**RECORDS FOR THE EXERCISE**
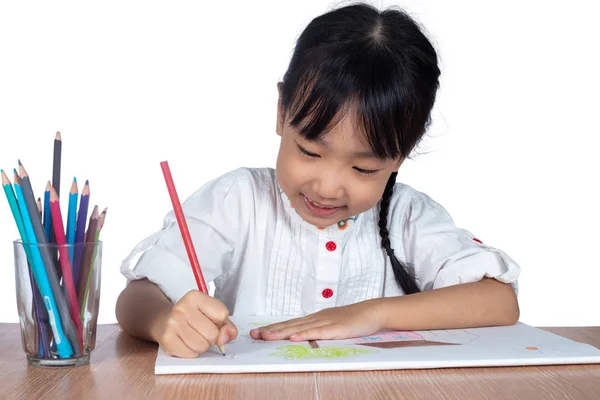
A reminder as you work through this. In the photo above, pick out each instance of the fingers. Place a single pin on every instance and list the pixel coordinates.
(258, 333)
(227, 333)
(196, 323)
(324, 332)
(287, 331)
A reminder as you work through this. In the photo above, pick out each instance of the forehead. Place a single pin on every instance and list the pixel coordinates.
(345, 133)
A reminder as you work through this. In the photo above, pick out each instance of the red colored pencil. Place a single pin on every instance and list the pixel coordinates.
(65, 264)
(185, 233)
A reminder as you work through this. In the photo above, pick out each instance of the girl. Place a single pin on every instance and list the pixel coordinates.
(328, 237)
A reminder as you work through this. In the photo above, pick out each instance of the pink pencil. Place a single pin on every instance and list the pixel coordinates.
(65, 264)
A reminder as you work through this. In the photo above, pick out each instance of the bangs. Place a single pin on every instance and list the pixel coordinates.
(368, 87)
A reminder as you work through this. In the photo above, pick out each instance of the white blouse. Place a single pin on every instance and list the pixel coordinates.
(264, 259)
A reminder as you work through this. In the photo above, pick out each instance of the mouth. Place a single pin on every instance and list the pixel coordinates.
(321, 210)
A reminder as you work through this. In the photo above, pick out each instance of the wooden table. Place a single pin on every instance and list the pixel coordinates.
(123, 368)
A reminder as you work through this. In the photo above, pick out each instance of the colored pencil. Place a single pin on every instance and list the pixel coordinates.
(56, 161)
(39, 208)
(61, 302)
(87, 255)
(80, 230)
(40, 313)
(40, 274)
(101, 220)
(47, 212)
(185, 233)
(68, 283)
(72, 216)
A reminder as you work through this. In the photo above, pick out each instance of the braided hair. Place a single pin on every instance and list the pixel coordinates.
(403, 273)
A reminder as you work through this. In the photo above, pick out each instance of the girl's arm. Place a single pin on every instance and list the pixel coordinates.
(141, 308)
(488, 302)
(484, 303)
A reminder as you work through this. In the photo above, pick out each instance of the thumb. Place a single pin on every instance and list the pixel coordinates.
(227, 332)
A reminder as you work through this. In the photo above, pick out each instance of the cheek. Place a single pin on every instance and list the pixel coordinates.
(366, 195)
(292, 169)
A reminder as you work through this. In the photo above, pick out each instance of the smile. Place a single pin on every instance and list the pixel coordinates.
(321, 210)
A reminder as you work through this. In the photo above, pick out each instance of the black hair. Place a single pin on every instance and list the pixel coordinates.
(378, 63)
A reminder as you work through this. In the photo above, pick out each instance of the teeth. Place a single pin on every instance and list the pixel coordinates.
(319, 206)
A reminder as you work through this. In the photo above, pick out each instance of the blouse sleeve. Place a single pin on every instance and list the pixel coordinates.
(441, 253)
(215, 219)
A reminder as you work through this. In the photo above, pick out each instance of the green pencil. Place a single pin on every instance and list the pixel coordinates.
(96, 239)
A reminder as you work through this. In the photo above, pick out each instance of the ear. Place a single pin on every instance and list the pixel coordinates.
(280, 113)
(398, 164)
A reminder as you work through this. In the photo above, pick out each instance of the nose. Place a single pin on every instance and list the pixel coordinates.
(330, 186)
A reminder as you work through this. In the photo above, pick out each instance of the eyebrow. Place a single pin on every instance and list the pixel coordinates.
(355, 154)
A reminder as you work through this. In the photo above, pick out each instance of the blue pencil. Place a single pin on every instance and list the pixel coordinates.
(80, 230)
(72, 216)
(61, 302)
(64, 347)
(41, 316)
(47, 212)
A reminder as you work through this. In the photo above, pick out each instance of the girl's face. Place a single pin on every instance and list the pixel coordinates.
(333, 178)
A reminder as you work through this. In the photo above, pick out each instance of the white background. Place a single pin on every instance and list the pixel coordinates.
(512, 153)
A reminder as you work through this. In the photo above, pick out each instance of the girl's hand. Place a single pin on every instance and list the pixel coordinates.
(194, 324)
(356, 320)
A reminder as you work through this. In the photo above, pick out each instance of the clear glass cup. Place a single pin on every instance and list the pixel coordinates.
(58, 298)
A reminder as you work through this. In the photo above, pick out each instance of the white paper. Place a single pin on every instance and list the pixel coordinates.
(519, 344)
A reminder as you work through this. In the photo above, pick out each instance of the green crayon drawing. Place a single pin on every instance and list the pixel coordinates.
(303, 352)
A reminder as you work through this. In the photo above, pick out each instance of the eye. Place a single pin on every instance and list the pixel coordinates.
(306, 152)
(366, 171)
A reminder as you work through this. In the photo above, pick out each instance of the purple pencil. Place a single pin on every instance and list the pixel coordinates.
(80, 230)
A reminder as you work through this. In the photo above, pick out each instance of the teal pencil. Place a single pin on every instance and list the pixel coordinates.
(72, 216)
(61, 301)
(64, 347)
(41, 316)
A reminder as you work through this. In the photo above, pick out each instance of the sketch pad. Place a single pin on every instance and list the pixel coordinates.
(481, 347)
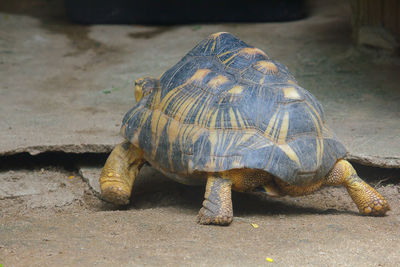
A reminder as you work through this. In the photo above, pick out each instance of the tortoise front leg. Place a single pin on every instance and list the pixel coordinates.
(217, 204)
(367, 199)
(119, 173)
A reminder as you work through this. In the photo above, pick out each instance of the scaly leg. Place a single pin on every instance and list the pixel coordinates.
(367, 199)
(119, 173)
(217, 204)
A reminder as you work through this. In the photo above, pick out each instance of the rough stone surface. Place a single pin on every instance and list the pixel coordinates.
(41, 188)
(66, 87)
(377, 37)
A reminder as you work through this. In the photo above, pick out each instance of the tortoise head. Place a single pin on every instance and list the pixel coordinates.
(144, 86)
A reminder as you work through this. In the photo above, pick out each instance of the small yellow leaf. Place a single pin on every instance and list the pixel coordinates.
(255, 225)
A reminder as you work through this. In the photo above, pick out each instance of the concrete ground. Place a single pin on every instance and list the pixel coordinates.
(64, 88)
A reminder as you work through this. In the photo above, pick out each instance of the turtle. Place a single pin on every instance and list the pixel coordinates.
(228, 116)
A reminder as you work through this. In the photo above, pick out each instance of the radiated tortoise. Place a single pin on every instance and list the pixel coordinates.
(229, 116)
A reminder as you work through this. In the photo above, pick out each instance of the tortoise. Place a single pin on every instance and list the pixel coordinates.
(228, 116)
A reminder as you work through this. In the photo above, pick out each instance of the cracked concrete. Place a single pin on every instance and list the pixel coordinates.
(66, 87)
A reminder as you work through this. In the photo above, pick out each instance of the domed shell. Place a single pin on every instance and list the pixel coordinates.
(227, 105)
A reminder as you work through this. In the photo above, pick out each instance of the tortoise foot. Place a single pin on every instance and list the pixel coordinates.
(207, 216)
(377, 207)
(115, 193)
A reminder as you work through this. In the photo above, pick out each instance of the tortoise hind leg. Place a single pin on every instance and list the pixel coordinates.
(217, 204)
(119, 173)
(367, 199)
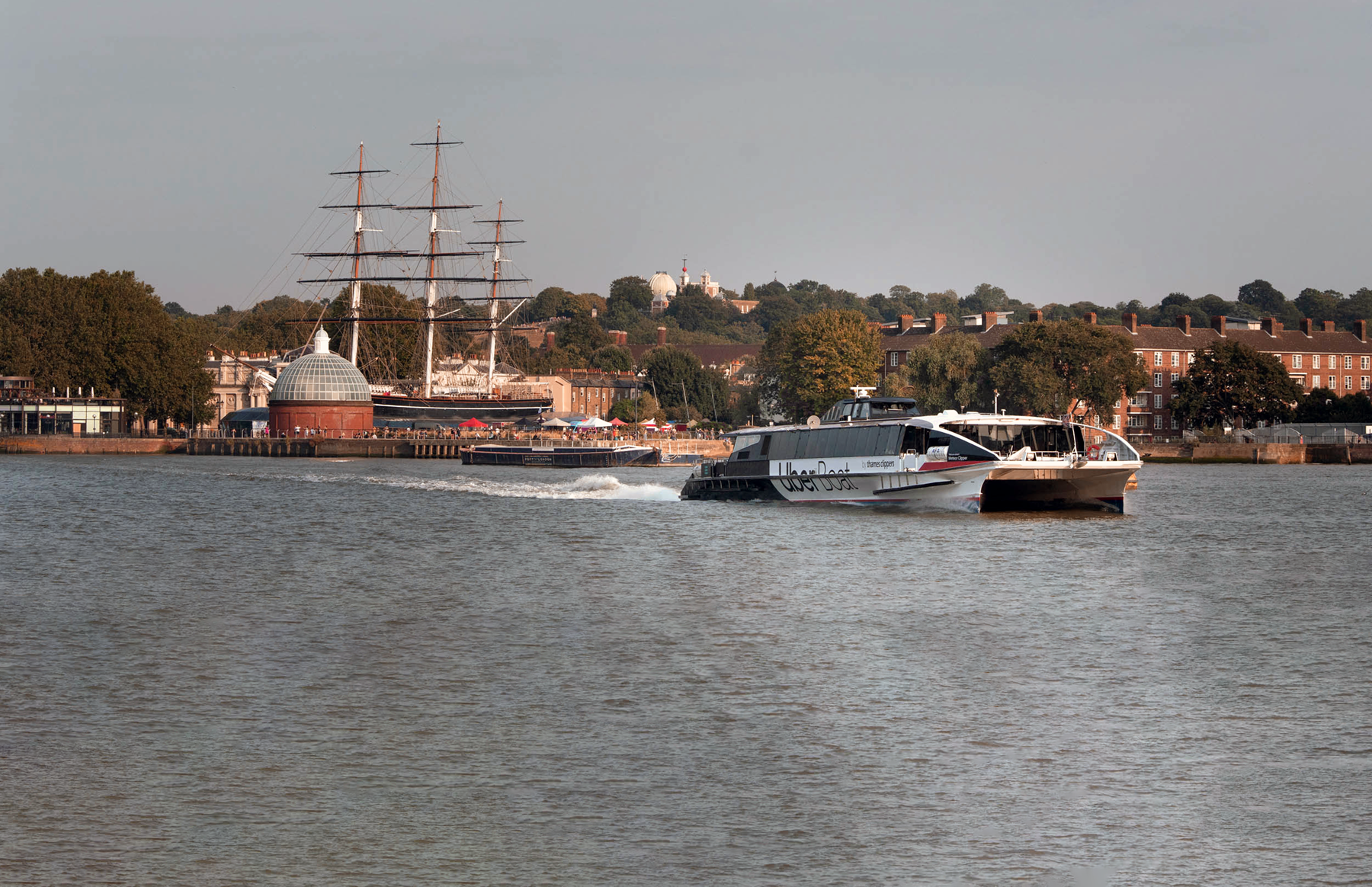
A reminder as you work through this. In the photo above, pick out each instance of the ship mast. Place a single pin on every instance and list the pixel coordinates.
(497, 257)
(431, 280)
(357, 252)
(495, 281)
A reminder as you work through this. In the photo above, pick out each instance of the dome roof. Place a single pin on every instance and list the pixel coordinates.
(662, 284)
(320, 376)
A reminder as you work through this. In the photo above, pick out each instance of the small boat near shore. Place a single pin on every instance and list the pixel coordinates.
(881, 450)
(617, 456)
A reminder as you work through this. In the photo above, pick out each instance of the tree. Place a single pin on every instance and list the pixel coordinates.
(582, 335)
(667, 369)
(986, 298)
(636, 409)
(612, 360)
(1235, 384)
(1264, 296)
(1319, 305)
(107, 331)
(948, 372)
(1054, 367)
(811, 362)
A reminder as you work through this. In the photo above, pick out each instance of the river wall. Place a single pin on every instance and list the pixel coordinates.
(70, 444)
(1260, 454)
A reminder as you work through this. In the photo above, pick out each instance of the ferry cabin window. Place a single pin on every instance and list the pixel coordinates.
(915, 440)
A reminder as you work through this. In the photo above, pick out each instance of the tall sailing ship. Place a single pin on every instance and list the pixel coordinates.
(420, 399)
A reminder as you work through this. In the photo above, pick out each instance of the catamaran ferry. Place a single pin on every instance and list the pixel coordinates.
(881, 450)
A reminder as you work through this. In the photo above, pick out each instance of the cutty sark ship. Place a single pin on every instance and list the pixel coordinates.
(420, 399)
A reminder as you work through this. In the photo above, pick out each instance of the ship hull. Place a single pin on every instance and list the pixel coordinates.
(559, 456)
(453, 410)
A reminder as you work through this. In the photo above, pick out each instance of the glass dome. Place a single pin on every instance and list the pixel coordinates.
(320, 376)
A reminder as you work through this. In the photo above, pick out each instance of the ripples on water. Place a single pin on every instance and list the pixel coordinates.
(268, 671)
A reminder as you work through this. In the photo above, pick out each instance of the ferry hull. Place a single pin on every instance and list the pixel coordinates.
(559, 456)
(452, 410)
(1094, 488)
(948, 490)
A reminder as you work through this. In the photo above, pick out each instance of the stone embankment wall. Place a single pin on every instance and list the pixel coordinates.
(44, 444)
(1258, 454)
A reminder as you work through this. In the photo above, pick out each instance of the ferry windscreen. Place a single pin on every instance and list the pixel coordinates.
(1008, 439)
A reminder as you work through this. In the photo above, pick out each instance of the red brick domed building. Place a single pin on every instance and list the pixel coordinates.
(320, 394)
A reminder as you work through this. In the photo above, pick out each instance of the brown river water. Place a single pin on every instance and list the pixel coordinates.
(223, 671)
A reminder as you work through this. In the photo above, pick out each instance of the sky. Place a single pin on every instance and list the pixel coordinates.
(1065, 151)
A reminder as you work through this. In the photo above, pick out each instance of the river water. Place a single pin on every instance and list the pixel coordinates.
(401, 672)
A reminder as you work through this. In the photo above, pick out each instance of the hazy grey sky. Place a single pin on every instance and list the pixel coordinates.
(1065, 151)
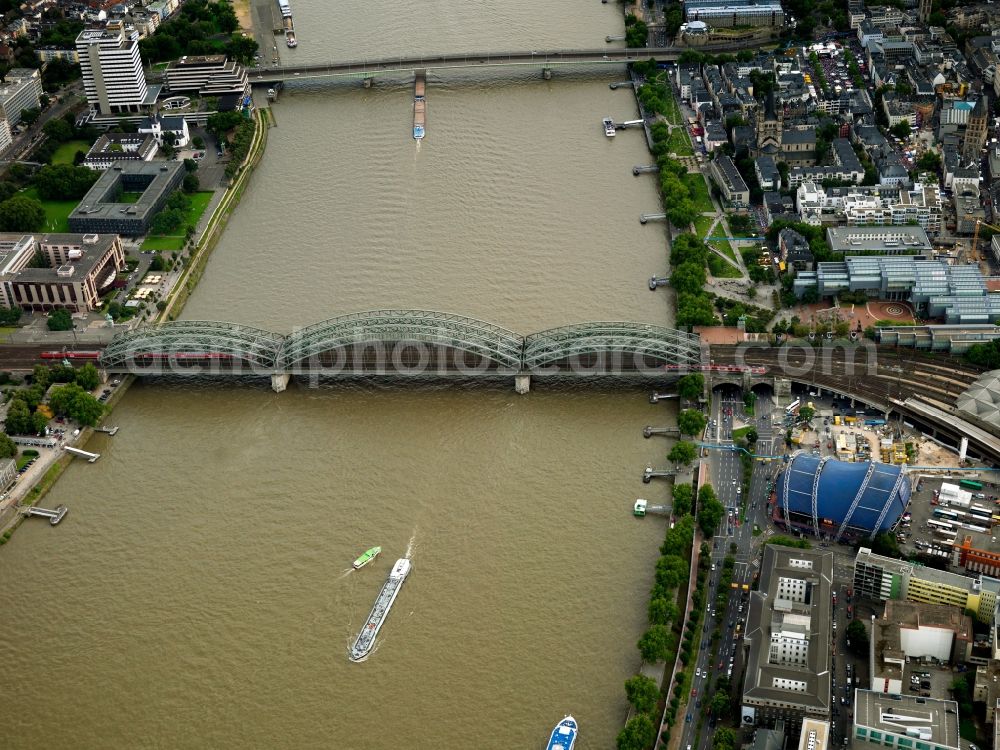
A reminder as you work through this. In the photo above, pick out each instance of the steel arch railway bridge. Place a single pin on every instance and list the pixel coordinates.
(400, 343)
(544, 59)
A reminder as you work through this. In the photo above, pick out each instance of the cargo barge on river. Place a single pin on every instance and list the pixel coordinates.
(366, 638)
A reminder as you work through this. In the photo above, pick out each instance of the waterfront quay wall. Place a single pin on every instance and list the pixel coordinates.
(10, 515)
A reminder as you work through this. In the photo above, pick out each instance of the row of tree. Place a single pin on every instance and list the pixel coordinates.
(72, 399)
(660, 641)
(689, 258)
(236, 130)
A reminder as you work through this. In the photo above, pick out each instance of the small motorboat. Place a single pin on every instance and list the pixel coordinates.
(367, 557)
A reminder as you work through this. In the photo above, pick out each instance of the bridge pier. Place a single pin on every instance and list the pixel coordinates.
(782, 391)
(279, 381)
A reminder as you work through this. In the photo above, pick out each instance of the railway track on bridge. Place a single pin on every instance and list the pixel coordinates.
(890, 376)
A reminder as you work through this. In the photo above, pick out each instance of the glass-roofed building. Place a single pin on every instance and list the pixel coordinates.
(955, 294)
(834, 499)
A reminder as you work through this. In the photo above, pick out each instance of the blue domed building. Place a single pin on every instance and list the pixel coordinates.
(837, 499)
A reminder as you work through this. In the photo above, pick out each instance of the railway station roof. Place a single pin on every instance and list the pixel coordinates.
(982, 398)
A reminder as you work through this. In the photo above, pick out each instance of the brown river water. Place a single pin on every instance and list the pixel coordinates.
(199, 594)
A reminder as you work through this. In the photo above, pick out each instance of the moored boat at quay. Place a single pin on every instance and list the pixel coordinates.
(563, 737)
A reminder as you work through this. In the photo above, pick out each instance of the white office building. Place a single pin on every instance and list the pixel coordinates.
(112, 70)
(20, 91)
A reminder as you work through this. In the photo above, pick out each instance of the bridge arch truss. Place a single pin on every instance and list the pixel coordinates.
(382, 334)
(177, 340)
(613, 347)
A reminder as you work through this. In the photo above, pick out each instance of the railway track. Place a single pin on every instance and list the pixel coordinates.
(889, 376)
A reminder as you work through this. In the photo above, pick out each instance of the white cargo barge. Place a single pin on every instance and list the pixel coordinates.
(366, 638)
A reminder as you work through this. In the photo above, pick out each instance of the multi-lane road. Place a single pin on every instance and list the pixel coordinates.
(726, 477)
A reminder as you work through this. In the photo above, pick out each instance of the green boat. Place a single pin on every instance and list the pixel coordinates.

**EXERCISE OBJECTIVE**
Arrange the part of the data that opens with the line containing "of the domed" and closes with the line containing "(1260, 454)" as a numbered list, skipping any blank lines. Leave the pictures out of your list.

**TASK SOLUTION**
1. A reminder as you work through this. In the photo above, pick out each instance of the domed shell. Place a single pin on every instance and list the pixel coordinates.
2. (227, 105)
3. A reminder as you work through this. In the photo above, pick out each instance of the tortoise foot. Place a single pin on every instance and list the pixel coordinates.
4. (207, 216)
5. (377, 207)
6. (115, 193)
7. A reminder as you work through this. In the photo above, pick out each instance of the tortoise hind leg. Place a single pin on every instance and list the pixel coordinates.
8. (217, 204)
9. (119, 173)
10. (367, 199)
11. A reminder as you work through this. In the photo above, pick out each instance of the ship mast. Place a single pin on every instance and list the pixel coordinates.
12. (497, 257)
13. (431, 280)
14. (357, 252)
15. (495, 281)
16. A reminder as you work through this. In the photo above, pick out each instance of the dome roof. Place a single pin on every instance and list the pixel coordinates.
17. (662, 284)
18. (320, 376)
19. A reminder as you work through this. In the photo above, pick out each instance of the small boat near shore. Place a single pin on every instance and list the pixel coordinates.
20. (881, 450)
21. (617, 456)
22. A reminder as you work through this. In the photo above, pick out each instance of the tree. Place a single pin on every instance and list the pixel coordinates.
23. (582, 335)
24. (667, 369)
25. (986, 298)
26. (636, 409)
27. (612, 360)
28. (1235, 384)
29. (1264, 296)
30. (1319, 305)
31. (107, 331)
32. (948, 372)
33. (1054, 367)
34. (811, 362)
35. A reminder as you work through this. In the photo above, pick out each instance of the river wall. Place a single pin on every instance and list the pixel coordinates.
36. (70, 444)
37. (1260, 454)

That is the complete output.